Pointing records
____

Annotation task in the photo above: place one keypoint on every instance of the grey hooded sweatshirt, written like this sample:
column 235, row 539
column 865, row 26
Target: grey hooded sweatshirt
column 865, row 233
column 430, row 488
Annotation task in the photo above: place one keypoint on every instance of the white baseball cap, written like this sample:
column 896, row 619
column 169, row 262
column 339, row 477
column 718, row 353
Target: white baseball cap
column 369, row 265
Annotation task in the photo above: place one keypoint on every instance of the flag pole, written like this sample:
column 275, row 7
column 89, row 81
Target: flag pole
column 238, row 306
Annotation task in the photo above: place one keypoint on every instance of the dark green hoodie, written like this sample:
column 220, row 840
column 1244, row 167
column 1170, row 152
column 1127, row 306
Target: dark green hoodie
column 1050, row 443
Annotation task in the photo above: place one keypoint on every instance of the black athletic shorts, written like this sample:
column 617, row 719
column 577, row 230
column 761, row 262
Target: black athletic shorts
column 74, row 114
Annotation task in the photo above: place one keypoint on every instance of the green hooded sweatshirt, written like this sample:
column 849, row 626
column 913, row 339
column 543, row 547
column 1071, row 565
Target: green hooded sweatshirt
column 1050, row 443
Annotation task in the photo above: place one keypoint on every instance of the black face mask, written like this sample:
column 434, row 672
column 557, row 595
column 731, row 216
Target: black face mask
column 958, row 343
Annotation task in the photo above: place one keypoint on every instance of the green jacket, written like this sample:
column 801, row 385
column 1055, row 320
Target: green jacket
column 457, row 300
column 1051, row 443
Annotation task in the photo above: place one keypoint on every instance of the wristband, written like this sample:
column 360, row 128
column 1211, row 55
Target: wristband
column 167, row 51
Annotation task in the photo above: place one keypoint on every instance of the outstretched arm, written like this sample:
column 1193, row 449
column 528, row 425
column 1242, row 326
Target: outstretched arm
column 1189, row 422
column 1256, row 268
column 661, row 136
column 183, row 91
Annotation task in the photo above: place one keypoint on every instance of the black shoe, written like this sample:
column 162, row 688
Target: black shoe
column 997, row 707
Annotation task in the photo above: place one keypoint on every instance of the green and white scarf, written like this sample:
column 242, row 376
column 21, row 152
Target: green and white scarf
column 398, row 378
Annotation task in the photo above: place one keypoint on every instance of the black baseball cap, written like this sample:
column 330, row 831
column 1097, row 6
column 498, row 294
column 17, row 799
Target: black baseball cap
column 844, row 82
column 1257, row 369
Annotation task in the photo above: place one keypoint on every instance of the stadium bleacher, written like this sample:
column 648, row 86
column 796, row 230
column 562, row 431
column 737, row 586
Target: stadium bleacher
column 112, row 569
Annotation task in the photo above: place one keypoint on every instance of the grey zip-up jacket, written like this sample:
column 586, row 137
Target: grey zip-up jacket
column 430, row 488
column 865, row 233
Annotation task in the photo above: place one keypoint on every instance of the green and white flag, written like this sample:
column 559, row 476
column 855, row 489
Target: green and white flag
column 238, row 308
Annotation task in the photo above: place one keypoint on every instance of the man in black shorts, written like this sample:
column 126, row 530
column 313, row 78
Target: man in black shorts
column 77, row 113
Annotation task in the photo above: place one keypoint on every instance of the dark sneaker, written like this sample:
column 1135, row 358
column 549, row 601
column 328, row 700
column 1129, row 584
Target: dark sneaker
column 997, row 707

____

### WHAT TO PRODUCE
Above are the records; retype every one exactly.

### FINAL RESULT
Annotation task in the photo above: place one keypoint on every instance of the grey hooded sweatshirt, written like this sample:
column 235, row 539
column 865, row 26
Target: grey hooded sweatshirt
column 865, row 233
column 430, row 488
Annotation task in the photo above: place one keypoint on every instance of the white baseball cap, written like this sample:
column 896, row 619
column 169, row 262
column 339, row 477
column 718, row 353
Target: white baseball cap
column 369, row 265
Annotation task in the photo above: place one keypoint on every instance of the flag pole, written like this sample:
column 275, row 7
column 89, row 81
Target: flag pole
column 238, row 306
Annotation task in the photo above: place one keypoint on every instance of the dark green hoodie, written like this sample:
column 220, row 840
column 1244, row 167
column 1170, row 152
column 1127, row 306
Target: dark green hoodie
column 1050, row 443
Annotation task in the photo above: place one keypoint on every instance of the black athletic shorts, written like this sample:
column 617, row 719
column 577, row 230
column 761, row 262
Target: black athletic shorts
column 74, row 114
Annotation task in the photo above: place one keypoint on every instance of the green hooded sweatshirt, written like this sample:
column 849, row 626
column 913, row 339
column 543, row 547
column 1071, row 565
Target: green hooded sweatshirt
column 1050, row 443
Annotation task in the photo above: place one keypoint on every instance of the black face mask, written like this sample:
column 434, row 672
column 557, row 595
column 731, row 216
Target: black face mask
column 958, row 343
Annotation task in the photo above: place one keypoint on every instance of the green jacket, written like this sample:
column 801, row 385
column 1055, row 320
Target: green jacket
column 457, row 300
column 1051, row 443
Annotation task in the photo above: place one keypoint on every instance of the wristband, written like this sample:
column 360, row 128
column 1211, row 55
Target: wristband
column 167, row 51
Annotation task in the photo above: place one keypoint on every instance of the outstretched arm, written like this sample:
column 1193, row 449
column 528, row 425
column 1242, row 326
Target: outstretched arm
column 1189, row 422
column 1256, row 268
column 661, row 136
column 183, row 91
Annotation task in the photo above: place one keypoint on every instance of the black shoe, written like this sample:
column 162, row 688
Target: black shoe
column 997, row 707
Annotation task in the photo above: place one keypoint on every instance of the green and white scarf, written like this sample:
column 242, row 376
column 21, row 152
Target: green and white scarf
column 398, row 378
Annotation task in the photo above: place one keypoint on every instance of the black baseball cap, written like this sample:
column 330, row 831
column 1097, row 6
column 498, row 294
column 17, row 799
Target: black baseball cap
column 844, row 82
column 1257, row 369
Annotation task in the photo above: place one keypoint on every instance of the stadium bleacher, written like this sample:
column 648, row 86
column 796, row 230
column 562, row 431
column 737, row 586
Target: stadium bleacher
column 112, row 569
Annotation task in the photo above: place one keypoint on every instance of the grey zip-up jacket, written like this sample:
column 586, row 137
Target: grey zip-up jacket
column 430, row 488
column 865, row 233
Annotation task in the photo above: place one keypoint on every instance of the green and white flag, written like this sample:
column 559, row 476
column 855, row 489
Target: green and white flag
column 238, row 308
Annotation task in the photo above: place one keypoint on every instance of the man in black shorts, written like this sample:
column 126, row 530
column 313, row 78
Target: man in black shorts
column 77, row 113
Annotation task in the photo above: place one keypoint on every instance of the dark sneaker, written like this sample:
column 1135, row 358
column 549, row 601
column 328, row 700
column 1129, row 584
Target: dark sneaker
column 997, row 707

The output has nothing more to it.